Exercise aim: Exactly how many lines in this listing contain "grass"? Only the number is needed.

Content starts

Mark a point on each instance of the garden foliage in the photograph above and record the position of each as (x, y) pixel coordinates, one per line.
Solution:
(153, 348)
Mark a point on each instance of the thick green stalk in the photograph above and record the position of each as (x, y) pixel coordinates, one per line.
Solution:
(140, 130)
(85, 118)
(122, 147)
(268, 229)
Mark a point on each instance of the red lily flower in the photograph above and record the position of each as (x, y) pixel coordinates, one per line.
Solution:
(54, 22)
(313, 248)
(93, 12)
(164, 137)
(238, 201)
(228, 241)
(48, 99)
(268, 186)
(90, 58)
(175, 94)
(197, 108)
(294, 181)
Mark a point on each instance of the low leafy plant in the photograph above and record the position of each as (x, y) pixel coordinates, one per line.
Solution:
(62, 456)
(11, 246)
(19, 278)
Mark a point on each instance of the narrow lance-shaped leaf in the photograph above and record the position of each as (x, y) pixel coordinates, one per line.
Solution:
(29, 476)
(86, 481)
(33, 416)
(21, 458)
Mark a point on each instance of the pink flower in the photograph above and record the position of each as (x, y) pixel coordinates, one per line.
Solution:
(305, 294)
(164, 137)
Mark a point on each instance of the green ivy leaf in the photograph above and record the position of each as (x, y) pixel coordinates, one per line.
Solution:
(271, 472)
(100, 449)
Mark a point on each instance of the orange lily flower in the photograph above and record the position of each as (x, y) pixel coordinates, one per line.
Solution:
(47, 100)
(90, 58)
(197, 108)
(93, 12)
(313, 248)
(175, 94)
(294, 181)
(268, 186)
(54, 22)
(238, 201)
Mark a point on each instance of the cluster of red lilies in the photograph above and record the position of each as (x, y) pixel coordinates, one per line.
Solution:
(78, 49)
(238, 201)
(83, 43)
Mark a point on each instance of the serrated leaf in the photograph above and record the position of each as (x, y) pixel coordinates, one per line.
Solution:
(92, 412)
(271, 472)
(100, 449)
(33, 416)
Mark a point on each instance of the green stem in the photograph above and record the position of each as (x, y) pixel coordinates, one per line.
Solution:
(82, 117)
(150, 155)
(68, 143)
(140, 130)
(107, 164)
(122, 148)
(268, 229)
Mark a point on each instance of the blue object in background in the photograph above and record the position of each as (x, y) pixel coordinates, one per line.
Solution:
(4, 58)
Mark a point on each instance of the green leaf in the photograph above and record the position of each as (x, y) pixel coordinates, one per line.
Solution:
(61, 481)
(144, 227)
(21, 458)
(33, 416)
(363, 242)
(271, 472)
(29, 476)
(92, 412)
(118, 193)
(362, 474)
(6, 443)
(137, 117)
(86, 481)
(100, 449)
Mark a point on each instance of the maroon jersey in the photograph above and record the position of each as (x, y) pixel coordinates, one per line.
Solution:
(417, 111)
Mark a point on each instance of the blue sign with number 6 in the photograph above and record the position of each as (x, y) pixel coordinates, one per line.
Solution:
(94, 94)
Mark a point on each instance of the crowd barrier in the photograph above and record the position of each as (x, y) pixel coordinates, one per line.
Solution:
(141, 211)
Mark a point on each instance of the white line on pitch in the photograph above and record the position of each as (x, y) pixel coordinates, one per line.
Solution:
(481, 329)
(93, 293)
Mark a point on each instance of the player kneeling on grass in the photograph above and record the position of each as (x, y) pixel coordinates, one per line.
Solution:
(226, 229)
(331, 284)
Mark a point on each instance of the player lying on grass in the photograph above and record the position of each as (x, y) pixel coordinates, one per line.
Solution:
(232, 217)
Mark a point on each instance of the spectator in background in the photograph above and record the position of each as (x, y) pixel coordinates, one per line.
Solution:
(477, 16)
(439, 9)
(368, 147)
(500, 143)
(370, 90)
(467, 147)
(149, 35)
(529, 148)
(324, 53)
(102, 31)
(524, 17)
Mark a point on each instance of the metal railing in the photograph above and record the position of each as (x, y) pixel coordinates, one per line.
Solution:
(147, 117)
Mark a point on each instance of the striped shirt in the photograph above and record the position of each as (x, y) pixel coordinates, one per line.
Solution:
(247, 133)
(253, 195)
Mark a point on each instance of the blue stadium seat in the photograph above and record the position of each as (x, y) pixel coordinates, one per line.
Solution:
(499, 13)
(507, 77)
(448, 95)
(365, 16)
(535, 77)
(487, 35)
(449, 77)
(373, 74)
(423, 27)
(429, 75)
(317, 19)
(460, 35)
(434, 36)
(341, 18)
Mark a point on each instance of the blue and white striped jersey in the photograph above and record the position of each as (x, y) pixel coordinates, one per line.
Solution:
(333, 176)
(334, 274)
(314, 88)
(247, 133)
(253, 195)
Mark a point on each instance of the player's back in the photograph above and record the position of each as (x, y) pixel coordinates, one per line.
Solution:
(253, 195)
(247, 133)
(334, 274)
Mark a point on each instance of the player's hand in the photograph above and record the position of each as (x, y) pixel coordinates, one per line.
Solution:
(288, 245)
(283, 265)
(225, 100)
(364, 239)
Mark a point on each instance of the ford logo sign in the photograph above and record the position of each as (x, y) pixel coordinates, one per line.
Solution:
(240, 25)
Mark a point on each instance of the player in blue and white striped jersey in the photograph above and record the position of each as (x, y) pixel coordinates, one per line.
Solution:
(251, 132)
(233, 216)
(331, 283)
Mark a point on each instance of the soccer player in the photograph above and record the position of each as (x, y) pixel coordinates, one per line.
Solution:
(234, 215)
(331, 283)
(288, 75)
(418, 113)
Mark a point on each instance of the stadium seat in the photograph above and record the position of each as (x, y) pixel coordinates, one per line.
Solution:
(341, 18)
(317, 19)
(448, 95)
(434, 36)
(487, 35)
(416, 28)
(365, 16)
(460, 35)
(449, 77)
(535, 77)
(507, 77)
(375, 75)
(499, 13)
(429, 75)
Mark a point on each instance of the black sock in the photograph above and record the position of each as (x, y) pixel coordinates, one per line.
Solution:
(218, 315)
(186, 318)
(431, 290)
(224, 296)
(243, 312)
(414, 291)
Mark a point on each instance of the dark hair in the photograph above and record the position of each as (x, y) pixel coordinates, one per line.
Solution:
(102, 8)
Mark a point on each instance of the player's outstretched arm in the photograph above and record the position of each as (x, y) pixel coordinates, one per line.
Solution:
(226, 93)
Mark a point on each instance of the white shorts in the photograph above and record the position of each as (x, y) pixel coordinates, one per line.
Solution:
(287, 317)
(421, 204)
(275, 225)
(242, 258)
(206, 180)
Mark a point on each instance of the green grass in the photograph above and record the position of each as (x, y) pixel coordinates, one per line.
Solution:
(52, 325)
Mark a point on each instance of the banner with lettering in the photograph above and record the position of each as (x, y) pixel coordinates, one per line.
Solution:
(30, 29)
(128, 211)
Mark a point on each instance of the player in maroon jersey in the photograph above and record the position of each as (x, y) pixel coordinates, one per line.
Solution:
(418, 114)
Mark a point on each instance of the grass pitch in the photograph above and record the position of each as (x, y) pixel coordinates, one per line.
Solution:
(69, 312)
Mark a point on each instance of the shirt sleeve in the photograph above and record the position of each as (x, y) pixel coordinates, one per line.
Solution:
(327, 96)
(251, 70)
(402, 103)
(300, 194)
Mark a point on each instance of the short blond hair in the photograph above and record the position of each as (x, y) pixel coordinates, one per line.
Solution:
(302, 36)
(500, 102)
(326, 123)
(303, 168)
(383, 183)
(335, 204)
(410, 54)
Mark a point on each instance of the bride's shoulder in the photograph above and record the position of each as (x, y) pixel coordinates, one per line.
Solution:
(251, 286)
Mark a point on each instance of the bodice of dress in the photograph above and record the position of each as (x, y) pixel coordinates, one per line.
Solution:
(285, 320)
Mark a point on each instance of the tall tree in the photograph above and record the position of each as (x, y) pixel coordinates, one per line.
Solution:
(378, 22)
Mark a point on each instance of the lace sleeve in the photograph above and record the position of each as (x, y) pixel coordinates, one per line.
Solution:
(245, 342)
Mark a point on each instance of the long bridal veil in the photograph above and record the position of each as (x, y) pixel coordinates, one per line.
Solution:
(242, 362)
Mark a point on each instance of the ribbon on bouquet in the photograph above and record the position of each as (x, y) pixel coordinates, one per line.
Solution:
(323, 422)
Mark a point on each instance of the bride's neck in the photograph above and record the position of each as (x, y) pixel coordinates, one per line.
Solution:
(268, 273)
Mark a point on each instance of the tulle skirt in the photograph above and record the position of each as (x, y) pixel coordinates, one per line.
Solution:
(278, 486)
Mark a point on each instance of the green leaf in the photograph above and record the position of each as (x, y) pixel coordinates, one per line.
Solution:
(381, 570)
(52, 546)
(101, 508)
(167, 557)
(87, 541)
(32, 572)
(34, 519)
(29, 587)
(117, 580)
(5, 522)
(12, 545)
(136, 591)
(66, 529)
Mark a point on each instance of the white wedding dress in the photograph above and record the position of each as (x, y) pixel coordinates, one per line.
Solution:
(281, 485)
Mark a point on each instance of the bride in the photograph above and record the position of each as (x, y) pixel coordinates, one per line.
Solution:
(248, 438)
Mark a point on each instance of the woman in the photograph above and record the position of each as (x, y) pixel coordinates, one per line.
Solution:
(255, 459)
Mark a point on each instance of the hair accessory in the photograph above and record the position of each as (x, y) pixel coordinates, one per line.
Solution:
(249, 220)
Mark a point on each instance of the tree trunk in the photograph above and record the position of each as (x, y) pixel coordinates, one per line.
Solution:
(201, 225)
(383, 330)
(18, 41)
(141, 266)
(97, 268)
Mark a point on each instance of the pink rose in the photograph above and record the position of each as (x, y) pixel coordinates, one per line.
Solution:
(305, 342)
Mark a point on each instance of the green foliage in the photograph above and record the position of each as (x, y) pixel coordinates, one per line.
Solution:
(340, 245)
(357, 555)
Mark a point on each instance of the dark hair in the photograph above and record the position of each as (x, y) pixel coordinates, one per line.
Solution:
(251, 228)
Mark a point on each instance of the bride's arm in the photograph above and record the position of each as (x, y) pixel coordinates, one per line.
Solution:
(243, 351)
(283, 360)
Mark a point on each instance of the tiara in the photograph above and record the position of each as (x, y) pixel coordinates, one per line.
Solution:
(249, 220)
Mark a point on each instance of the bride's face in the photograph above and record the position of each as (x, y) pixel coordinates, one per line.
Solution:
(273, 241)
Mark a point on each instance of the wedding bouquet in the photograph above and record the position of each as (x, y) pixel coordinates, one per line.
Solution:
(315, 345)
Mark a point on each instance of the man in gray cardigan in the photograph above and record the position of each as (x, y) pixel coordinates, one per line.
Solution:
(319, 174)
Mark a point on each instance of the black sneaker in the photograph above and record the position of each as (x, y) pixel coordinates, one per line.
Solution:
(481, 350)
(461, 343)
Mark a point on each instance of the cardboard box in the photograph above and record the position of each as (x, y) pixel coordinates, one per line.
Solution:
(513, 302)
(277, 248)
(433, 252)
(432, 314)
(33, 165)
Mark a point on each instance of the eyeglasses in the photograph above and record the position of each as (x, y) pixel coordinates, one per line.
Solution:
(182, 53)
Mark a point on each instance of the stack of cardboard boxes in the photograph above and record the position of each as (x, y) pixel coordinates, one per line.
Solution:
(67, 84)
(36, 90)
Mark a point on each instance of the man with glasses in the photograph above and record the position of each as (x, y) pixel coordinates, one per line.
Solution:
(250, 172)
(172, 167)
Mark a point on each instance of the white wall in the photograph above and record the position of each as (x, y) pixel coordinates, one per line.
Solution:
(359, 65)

Content ends

Response to the task: 4